> Task goal
Search the records for the word "photo" and copy every line in which it occurs.
/---
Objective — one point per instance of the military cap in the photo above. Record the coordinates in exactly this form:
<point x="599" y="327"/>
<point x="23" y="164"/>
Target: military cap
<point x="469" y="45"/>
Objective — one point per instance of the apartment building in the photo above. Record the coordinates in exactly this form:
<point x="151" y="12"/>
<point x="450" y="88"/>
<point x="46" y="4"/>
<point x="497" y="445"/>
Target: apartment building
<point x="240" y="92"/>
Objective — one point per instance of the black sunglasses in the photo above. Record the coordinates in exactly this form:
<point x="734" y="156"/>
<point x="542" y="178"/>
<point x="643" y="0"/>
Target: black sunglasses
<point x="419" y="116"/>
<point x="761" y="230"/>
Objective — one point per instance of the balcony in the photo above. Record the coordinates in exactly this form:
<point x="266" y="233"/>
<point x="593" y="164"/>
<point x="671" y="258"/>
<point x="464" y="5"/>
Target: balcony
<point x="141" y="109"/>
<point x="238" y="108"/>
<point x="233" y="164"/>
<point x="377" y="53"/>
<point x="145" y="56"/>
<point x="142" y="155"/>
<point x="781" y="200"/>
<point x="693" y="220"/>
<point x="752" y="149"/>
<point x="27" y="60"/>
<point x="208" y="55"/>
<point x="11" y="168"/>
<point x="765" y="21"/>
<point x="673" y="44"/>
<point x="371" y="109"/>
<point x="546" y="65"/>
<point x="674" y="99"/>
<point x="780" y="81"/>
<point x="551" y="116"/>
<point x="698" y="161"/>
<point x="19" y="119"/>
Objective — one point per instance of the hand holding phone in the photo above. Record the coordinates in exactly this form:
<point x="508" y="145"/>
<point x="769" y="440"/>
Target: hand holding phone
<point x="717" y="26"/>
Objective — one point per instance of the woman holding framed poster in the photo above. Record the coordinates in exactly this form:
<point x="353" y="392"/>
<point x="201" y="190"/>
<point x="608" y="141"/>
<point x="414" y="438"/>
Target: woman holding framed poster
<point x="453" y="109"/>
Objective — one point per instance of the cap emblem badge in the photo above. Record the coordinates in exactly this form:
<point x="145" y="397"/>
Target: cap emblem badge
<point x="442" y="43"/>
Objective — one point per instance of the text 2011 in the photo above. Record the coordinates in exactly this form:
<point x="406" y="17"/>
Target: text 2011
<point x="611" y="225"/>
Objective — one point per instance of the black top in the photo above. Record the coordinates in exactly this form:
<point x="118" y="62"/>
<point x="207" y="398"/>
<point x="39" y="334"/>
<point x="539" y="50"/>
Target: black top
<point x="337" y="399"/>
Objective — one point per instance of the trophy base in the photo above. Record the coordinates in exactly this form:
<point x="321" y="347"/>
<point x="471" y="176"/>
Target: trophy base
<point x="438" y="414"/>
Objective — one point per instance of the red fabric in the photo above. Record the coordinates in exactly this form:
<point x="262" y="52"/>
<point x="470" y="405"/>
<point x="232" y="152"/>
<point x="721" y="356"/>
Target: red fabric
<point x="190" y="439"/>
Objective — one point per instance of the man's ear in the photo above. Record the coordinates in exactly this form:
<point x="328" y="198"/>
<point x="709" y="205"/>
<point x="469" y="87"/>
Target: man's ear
\---
> Solution to this exercise
Objective — one point per instance of the military cap in the photo above. Record the coordinates in exactly this form:
Objective — one point per instance of the apartment building in the photo above. Record the coordinates in exactly this form:
Objective — one point per instance of the black sunglasses in the photo above. Record the coordinates in exactly this form:
Objective — one point per instance of the balcony in the photo above. Record the coordinates in exactly this form:
Objective — one point per instance of the hand holding phone in the photo above. Record the coordinates in exactly this form:
Objective — one point per instance of the woman holding framed poster in the photo above. Record the coordinates in exactly this form:
Objective — one point per instance of the cap emblem badge in the photo above. Record the coordinates in exactly this form:
Objective — one point per instance of the text 2011 in the photo above. Record the coordinates in exactly this form:
Objective — one point per instance of the black top in the photo above. Record the coordinates in exactly this form:
Objective — one point per instance of the trophy base in the photo above. Record the coordinates in exactly this form:
Objective — one point per instance of the red fabric in the photo above. Record the coordinates in exactly this form:
Objective — one point per instance of the man's ear in the photo above. Record the coordinates in exactly this form:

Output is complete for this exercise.